C’est une échéance importante pour L’Europe. A la fois d’un point de vue politique mais aussi économique. L’accord de transit entre Gazprom et Naftogaz, qui alimentait en gaz l’Union européenne depuis la Russie via l’Ukraine, prend fin le 1er janvier 2025. A quelques jours de l’événement, il est difficile de savoir si une solution alternative sera trouvée ou si l’approvisionnement russe s’interrompra. Cette situation entraînerait-elle une nouvelle flambée des prix du gaz ? La Commission se dit “préparée à des scénarios sévères et notamment un arrêt total des importations russes”. Pour analyser les conséquences possibles pour l’Europe, L’Express s’est tourné vers Didier Holleaux, ancien président d’Eurogas et dirigeant du groupe Engie, auteur de La vraie histoire du gaz (Le cherche midi). Selon l’expert, le risque d’interruption du gazoduc est “gérable”, mais pas sans douleur.

L’Express : A quel point l’Europe reste-t-elle dépendante du gaz russe ?

Didier Holleaux : Avant la guerre en Ukraine, l’Europe importait 155 milliards de mètres cubes de gaz depuis la Russie. Cela représentait en gros 40 % de ses approvisionnements. Depuis les ajustements opérés à partir de 2022, le rythme des livraisons oscille aux alentours de 50 milliards de mètres cubes par an. Nous avons donc réduit notre dépendance de plus des deux tiers. Et dans ce qui provient encore de Russie, la moitié chemine par bateau (GNL), l’autre moitié passe par des gazoducs installés en Ukraine (25 %) ou en Turquie (25 %).

____________________

_Objectifs:_
(1) Dans l'entretien sur le gaz russe, par quelles voies le gaz provenant encore de Russie arrive-t-il en Europe ? Indiquez la part de chacune.
(2) Répondez à ces questions sur l'entretien sur le gaz russe :
(a) À quelle date l'accord de transit entre Gazprom et Naftogaz prend-il fin ?
(b) Combien de milliards de mètres cubes de gaz l'Europe importait-elle depuis la Russie avant la guerre en Ukraine ?
(c) Quel livre Didier Holleaux a-t-il écrit ?
(3) Reprenez l'entretien sur le gaz russe et poursuivez-le après sa dernière phrase.
Les lignes ci-dessous proviennent d'une autre source.

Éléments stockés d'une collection
____________________

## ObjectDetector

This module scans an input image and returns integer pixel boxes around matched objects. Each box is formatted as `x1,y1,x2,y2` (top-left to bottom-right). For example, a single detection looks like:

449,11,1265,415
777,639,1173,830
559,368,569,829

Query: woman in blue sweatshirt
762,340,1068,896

____________________

_Réponses par consigne:_
(1)
- Par bateau (GNL) : la moitié
- Par des gazoducs installés en Ukraine : 25 %
- Par des gazoducs installés en Turquie : 25 %

(2)
(a) Le 1er janvier 2025.
(b) 155 milliards de mètres cubes.
(c) La vraie histoire du gaz.

(3)
Quels sont les différents scénarios possibles à partir du 1er janvier ?

A quelques jours de l’événement, il est toujours difficile de prévoir ce qui va se passer. L’Ukraine ne souhaite pas renouveler le contrat. Elle voudrait apparemment qu’un autre pays prenne le relais et gère les livraisons de gaz directement avec la Russie. Ce serait plus simple pour Kiev d’un point de vue politique. Mais les candidats ne semblent pas se bousculer au portillon. Du côté russe, il est toujours aussi difficile de lire les intentions de Vladimir Poutine. Moscou voudrait sans doute continuer ses livraisons vers l’Europe. Au-delà des ressources financières en jeu, cela lui permettrait d’approvisionner les pays amicaux comme la Hongrie. Mais encore faut-il négocier avec l’Europe et l’Ukraine. Or ce n’est pas ce que nous observons.

On peut quand même écarter quelques scénarios. Par exemple, le flux de gaz russe traversant la Turquie ne devrait pas être interrompu. Les deux pays ont trop besoin l’un de l’autre. L’idée de transporter à travers l’Ukraine du gaz de l’Azerbaïdjan – au lieu de la Russie – ne semble pas non plus pouvoir se matérialiser, à la fois pour des raisons techniques et politiques.

En tenant compte de tous ces éléments, nous avons un vrai risque d’interruption du flux passant par le territoire ukrainien le 1er janvier. Notons toutefois que l’Europe ne dépend plus de la Russie qu’à hauteur de 17 % pour ses approvisionnements en gaz, GNL compris. Nous sommes donc dans une zone où une telle interdépendance est gérable. Ce n’était pas le cas en 2022.

Qu’entendez-vous par “gérable” ?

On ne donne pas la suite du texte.